▶ **WHAT TO PRODUCE**
All the entries, exactly as they read, must be written out again.
═══ STUDY MATERIAL ═══
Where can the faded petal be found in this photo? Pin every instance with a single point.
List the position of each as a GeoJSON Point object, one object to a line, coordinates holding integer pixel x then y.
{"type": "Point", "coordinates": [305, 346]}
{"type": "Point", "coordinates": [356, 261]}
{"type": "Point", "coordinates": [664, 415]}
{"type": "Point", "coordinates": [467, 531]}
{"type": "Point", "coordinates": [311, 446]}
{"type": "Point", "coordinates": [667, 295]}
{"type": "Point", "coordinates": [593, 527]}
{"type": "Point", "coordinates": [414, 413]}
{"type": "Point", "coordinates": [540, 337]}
═══
▶ **EXERCISE SOLUTION**
Where can the faded petal be found in this photo? Pin every instance with a single point.
List the position of each as a GeoJSON Point object, one object to a line, coordinates holding integer pixel x then y.
{"type": "Point", "coordinates": [305, 346]}
{"type": "Point", "coordinates": [356, 261]}
{"type": "Point", "coordinates": [664, 415]}
{"type": "Point", "coordinates": [467, 531]}
{"type": "Point", "coordinates": [311, 446]}
{"type": "Point", "coordinates": [667, 295]}
{"type": "Point", "coordinates": [593, 527]}
{"type": "Point", "coordinates": [414, 413]}
{"type": "Point", "coordinates": [540, 337]}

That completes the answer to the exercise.